(Named-object pointing records)

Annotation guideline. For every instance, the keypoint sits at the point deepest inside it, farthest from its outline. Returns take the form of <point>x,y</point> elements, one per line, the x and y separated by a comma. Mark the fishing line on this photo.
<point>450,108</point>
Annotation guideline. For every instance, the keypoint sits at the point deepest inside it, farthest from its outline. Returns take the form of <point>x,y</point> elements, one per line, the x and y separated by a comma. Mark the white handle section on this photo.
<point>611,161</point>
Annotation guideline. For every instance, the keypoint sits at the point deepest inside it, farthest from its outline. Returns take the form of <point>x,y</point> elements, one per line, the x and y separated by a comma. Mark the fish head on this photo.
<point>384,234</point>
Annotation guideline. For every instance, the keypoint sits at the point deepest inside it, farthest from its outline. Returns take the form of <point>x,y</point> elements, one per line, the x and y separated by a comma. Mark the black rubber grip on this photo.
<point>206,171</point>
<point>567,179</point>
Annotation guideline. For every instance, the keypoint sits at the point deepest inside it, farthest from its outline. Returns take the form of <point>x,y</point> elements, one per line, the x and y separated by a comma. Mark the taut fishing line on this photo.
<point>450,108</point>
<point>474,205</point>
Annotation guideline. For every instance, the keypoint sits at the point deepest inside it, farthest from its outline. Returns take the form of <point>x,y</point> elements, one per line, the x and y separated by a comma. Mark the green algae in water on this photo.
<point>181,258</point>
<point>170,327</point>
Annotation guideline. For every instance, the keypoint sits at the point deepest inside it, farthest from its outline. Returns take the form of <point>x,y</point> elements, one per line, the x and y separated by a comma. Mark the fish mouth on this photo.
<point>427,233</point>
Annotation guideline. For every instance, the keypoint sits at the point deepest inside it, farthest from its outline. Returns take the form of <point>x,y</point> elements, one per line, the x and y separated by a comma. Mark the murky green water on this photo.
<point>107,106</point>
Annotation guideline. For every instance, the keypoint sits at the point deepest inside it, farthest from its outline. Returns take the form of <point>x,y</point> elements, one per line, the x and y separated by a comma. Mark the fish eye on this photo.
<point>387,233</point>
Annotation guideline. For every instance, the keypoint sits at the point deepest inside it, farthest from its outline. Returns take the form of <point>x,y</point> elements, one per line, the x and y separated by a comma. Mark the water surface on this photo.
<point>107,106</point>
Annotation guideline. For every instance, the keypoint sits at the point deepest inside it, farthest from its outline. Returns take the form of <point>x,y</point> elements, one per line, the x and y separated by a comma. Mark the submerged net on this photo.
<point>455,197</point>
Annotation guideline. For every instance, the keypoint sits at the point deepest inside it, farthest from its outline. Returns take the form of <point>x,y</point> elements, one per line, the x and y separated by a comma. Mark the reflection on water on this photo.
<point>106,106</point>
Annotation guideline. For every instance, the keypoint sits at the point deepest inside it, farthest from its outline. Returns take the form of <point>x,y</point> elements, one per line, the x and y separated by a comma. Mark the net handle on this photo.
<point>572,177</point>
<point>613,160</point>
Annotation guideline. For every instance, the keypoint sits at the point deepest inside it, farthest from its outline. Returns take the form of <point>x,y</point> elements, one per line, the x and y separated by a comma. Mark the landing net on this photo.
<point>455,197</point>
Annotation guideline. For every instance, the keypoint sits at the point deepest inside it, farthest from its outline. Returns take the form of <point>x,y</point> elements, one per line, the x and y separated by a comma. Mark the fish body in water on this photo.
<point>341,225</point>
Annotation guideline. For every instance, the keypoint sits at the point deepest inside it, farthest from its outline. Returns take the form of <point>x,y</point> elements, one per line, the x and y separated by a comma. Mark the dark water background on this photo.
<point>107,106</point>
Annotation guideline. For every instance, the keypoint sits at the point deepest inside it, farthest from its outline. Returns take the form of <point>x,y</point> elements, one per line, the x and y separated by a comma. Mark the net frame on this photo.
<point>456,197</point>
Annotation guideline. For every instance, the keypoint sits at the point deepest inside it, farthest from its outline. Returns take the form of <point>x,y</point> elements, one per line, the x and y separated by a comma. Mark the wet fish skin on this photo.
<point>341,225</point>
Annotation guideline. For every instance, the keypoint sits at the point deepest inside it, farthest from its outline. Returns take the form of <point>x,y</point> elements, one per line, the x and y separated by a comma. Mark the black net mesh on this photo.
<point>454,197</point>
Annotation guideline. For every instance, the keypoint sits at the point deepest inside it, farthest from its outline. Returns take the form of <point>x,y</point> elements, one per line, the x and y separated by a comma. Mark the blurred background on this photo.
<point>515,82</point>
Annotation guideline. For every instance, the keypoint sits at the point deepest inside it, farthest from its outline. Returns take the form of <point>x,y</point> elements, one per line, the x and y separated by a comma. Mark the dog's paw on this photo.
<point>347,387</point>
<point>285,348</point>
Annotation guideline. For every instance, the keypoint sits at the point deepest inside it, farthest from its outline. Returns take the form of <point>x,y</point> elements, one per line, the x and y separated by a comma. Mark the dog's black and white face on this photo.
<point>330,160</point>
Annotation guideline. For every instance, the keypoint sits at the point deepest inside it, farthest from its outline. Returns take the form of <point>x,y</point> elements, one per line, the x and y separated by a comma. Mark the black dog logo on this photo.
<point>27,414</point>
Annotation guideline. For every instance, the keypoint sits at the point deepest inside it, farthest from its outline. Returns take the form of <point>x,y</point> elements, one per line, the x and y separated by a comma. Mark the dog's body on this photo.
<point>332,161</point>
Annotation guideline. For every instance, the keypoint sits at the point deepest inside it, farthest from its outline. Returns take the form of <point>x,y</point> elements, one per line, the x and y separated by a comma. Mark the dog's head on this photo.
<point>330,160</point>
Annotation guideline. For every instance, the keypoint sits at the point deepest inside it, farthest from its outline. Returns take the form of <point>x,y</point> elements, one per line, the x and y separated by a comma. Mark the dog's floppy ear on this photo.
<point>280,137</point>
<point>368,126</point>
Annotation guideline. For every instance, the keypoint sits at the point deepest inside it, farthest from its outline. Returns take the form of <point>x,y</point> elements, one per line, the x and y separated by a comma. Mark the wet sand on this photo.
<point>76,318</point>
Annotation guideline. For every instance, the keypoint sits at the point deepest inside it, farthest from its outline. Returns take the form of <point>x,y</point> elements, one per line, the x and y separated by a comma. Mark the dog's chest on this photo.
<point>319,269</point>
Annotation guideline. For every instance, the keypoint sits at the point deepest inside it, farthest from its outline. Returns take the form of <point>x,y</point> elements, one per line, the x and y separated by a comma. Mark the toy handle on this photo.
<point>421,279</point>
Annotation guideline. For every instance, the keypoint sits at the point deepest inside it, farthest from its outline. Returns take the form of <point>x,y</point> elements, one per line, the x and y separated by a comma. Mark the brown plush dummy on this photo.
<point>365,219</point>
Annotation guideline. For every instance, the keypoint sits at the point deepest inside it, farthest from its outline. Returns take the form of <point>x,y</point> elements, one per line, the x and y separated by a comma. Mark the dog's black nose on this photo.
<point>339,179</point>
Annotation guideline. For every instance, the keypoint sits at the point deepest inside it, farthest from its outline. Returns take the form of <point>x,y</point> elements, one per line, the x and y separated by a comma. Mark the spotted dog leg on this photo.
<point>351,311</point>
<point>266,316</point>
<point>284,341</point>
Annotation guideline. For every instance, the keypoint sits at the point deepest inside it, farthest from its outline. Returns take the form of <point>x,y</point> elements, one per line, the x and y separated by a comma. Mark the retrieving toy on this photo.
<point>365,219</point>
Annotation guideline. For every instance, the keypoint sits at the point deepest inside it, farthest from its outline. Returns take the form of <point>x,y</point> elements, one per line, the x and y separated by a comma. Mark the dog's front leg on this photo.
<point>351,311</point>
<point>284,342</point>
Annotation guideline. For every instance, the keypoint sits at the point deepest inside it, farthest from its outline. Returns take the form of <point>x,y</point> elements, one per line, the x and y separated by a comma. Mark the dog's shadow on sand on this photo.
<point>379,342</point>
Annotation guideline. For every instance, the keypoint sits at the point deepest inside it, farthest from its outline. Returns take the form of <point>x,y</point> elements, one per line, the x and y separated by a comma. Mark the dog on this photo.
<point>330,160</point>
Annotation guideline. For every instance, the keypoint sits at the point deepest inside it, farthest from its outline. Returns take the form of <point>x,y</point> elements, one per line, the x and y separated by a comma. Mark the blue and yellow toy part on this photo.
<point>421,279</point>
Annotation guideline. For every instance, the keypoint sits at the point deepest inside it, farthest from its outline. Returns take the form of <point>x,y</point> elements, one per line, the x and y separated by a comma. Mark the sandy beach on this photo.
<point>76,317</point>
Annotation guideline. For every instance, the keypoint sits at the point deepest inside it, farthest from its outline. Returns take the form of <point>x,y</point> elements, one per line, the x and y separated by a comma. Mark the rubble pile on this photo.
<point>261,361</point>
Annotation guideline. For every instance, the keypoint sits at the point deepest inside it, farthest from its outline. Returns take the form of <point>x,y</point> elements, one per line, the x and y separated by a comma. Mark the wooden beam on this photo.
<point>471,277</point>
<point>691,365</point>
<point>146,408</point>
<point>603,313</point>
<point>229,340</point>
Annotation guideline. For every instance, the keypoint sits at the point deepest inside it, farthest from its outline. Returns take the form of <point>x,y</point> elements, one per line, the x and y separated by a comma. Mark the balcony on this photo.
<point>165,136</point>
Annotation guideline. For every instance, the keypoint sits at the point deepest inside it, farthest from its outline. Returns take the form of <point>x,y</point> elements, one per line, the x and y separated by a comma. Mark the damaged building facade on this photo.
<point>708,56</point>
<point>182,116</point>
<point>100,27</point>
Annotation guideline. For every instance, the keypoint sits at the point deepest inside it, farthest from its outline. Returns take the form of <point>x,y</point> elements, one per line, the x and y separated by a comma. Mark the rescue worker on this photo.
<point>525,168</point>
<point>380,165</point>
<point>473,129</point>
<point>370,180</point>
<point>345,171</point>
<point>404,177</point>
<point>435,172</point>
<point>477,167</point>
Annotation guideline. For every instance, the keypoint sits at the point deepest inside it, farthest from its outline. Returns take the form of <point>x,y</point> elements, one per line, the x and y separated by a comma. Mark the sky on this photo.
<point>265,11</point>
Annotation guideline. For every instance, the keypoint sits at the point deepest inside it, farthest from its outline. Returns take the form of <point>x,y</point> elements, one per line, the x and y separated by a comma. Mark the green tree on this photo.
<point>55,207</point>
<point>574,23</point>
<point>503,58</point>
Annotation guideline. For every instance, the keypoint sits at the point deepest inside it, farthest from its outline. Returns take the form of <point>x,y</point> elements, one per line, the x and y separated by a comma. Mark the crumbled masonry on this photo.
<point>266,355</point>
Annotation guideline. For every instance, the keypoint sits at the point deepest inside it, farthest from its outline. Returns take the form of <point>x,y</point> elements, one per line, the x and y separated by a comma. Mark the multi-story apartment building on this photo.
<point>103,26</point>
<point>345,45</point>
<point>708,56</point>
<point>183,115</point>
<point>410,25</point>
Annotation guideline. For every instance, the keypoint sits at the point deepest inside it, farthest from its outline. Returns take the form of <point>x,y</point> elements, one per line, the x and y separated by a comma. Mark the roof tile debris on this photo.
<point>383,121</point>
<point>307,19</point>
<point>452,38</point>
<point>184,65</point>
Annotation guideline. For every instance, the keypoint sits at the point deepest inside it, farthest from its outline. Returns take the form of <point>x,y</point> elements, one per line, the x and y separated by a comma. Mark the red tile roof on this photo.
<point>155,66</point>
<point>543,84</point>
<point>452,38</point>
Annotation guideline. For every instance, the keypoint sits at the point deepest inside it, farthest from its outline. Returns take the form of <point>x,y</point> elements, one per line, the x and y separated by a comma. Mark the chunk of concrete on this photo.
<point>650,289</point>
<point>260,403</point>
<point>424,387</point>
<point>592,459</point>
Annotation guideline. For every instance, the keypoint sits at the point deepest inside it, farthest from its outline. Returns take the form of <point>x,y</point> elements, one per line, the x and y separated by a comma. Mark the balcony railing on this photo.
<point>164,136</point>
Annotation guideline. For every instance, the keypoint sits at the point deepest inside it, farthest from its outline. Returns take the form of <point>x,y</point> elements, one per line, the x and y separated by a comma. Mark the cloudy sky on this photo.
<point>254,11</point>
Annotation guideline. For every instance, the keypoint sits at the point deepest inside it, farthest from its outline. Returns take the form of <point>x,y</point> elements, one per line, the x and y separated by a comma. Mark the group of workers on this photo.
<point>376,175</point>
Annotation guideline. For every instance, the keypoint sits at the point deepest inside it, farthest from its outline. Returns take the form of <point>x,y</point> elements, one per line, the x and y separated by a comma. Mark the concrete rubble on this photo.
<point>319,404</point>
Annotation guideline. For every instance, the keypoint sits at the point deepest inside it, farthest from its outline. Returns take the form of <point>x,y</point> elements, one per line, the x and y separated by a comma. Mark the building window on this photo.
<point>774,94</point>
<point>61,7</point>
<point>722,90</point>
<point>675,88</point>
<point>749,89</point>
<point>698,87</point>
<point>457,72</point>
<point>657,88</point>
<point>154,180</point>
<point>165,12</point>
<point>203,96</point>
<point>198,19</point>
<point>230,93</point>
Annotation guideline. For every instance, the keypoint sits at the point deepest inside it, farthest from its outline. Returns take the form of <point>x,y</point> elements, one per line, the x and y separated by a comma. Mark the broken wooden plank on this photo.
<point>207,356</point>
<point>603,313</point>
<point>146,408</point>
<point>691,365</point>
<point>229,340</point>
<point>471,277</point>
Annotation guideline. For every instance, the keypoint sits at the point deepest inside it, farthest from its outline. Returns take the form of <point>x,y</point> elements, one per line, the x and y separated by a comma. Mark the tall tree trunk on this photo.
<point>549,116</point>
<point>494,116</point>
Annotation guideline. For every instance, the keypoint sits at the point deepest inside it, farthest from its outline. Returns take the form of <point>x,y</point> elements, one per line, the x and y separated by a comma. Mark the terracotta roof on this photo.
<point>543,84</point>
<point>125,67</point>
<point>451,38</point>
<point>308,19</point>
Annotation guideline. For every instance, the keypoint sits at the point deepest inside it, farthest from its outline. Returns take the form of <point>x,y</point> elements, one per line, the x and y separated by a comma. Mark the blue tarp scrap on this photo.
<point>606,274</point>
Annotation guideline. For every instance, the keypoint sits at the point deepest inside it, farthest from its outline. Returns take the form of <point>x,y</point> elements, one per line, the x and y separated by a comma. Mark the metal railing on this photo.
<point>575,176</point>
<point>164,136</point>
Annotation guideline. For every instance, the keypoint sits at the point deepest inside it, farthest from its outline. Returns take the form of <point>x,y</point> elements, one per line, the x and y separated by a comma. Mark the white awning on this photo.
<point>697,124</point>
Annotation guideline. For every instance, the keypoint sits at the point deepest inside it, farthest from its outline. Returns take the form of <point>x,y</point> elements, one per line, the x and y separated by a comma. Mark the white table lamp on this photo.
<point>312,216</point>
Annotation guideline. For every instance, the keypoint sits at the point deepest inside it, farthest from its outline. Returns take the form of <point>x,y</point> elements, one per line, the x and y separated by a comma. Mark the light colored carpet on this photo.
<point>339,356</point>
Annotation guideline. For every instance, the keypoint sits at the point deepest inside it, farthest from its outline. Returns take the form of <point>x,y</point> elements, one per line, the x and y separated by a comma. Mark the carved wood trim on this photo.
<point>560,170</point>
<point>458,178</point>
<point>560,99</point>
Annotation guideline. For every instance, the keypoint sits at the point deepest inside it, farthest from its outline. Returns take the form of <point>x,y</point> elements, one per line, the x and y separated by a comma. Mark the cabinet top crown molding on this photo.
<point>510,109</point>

**Problem requirements**
Copy the material between the lines holding "rubble on this photo." and "<point>494,116</point>", inclusive.

**Written response**
Annotation guideline. For every instance, the keypoint sits at the point deepest inside it, farthest from its outline. Returns take the form of <point>x,y</point> elements, one per line, the x and y separated by a comma. Mark the concrete rubble on this photo.
<point>319,404</point>
Annotation guideline. For every instance, the keypoint sits at the point deepest inside it, farthest from its outline. Returns take the form of <point>x,y</point> elements, one per line, the x and y separated by a comma. Mark the building window on this photo.
<point>774,94</point>
<point>61,7</point>
<point>722,90</point>
<point>675,88</point>
<point>749,89</point>
<point>698,87</point>
<point>457,72</point>
<point>657,88</point>
<point>154,180</point>
<point>165,12</point>
<point>203,96</point>
<point>198,19</point>
<point>230,93</point>
Annotation guideline. For every instance, the keypoint sits at the point deepest inside it, farthest from its outline. Returns take the form of <point>x,y</point> elements, one per line, the x and y separated by a comma. Mark the broken wooden plank on this photo.
<point>207,356</point>
<point>603,313</point>
<point>146,408</point>
<point>691,365</point>
<point>229,340</point>
<point>471,277</point>
Annotation guideline. For every instance, the keypoint sits at the point deepest inside it, farthest from its outline. Returns take the form of <point>x,y</point> elements, one per line, the x and y separated by a comma. Mark the tall tree trunk on this photo.
<point>549,116</point>
<point>494,116</point>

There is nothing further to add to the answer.